+++ RECORDS SUPPLIED
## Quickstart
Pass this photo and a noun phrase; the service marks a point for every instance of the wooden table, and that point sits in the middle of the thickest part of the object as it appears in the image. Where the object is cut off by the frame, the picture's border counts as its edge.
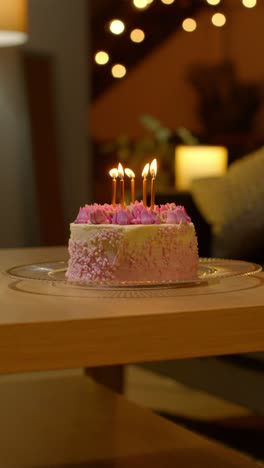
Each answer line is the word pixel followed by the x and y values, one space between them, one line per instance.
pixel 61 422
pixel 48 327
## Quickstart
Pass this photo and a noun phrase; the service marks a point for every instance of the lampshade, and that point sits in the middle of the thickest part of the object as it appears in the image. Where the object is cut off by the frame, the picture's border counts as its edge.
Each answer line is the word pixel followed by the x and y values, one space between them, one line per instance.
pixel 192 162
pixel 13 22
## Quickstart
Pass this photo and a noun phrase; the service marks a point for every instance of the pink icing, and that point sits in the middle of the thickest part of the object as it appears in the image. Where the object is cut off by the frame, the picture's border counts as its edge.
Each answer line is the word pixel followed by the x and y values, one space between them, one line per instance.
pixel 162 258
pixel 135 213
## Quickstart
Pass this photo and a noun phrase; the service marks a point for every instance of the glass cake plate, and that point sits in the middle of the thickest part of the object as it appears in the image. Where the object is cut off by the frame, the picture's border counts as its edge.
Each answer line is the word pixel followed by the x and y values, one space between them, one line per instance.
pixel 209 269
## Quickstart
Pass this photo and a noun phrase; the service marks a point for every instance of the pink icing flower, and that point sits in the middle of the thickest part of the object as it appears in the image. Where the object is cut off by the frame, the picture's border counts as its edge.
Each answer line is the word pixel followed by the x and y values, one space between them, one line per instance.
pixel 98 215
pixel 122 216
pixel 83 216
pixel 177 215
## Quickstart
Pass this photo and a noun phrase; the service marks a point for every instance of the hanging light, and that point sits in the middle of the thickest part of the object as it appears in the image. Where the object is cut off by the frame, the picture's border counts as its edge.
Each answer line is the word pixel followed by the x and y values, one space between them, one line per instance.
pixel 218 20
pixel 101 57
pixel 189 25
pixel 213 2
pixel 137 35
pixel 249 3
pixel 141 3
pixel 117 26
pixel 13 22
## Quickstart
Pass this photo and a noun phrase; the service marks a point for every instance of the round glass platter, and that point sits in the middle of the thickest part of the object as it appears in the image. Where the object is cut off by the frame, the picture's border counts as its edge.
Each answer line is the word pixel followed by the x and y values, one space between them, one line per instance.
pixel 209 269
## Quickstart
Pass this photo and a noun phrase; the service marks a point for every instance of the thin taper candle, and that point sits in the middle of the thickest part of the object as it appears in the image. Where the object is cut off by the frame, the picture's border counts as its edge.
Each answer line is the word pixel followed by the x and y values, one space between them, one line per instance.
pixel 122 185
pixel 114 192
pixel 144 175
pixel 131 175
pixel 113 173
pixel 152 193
++++++
+++ RECORDS SUPPLIED
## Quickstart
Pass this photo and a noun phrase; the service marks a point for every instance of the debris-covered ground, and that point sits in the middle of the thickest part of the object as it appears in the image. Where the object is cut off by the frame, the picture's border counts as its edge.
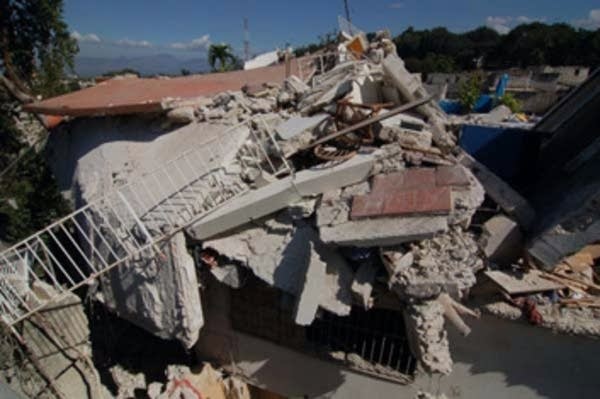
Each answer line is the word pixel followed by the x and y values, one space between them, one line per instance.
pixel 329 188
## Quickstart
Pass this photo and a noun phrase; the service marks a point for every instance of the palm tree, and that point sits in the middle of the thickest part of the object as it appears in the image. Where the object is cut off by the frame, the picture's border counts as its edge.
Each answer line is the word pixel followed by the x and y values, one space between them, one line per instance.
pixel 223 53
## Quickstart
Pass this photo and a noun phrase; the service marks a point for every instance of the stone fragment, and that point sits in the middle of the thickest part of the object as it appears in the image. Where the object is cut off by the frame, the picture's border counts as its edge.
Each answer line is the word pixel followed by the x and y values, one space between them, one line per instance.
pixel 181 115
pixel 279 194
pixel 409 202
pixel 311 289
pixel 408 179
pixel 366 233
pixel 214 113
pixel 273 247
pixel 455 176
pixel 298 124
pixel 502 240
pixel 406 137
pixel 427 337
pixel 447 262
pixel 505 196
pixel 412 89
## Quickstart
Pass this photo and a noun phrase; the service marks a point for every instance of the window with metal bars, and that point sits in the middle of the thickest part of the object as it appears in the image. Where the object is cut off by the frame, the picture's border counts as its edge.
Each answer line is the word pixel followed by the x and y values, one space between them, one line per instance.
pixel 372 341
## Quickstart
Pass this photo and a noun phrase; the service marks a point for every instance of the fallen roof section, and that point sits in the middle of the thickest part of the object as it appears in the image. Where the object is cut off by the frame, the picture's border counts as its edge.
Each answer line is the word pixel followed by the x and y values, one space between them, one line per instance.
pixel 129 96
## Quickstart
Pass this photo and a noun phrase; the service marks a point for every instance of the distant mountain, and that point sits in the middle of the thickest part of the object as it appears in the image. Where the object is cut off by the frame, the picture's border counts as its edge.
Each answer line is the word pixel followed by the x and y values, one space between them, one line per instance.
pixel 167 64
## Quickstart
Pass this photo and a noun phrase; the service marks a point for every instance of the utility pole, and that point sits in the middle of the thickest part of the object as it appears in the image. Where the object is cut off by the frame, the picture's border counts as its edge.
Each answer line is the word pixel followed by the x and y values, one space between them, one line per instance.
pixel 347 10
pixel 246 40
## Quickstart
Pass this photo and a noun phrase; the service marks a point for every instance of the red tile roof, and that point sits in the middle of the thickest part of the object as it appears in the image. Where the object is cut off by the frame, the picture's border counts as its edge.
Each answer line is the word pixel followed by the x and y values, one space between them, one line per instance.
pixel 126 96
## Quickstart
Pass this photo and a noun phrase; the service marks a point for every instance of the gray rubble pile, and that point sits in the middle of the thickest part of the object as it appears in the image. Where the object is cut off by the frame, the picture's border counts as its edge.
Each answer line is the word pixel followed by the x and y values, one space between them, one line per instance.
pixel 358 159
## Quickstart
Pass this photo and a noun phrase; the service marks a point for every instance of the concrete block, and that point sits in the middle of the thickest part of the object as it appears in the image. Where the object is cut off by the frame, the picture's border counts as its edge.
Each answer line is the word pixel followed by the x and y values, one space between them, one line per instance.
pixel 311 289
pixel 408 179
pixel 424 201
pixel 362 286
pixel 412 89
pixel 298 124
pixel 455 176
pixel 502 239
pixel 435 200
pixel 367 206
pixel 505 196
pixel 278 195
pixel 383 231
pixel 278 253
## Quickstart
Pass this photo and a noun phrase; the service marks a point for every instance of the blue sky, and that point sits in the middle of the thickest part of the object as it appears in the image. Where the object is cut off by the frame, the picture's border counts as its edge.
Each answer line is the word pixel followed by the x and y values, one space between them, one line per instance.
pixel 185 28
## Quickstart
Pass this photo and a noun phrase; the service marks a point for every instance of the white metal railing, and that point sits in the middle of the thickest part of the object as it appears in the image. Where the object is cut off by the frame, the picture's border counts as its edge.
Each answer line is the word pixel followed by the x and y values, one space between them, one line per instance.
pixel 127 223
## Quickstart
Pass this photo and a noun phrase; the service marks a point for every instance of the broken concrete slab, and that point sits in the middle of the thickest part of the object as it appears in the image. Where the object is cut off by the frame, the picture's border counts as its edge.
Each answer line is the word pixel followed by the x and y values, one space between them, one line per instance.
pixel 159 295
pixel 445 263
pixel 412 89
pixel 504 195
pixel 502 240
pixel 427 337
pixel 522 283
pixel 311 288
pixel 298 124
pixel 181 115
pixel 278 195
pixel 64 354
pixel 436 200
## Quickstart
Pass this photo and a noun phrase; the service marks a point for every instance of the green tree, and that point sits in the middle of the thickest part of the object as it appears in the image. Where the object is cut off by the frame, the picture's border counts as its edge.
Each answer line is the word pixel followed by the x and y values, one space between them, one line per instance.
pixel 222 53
++++++
WORK TO BE COMPLETED: Count the lines in the rows above that contain the string "icing", with case counting, and give only that number.

REPLY: 2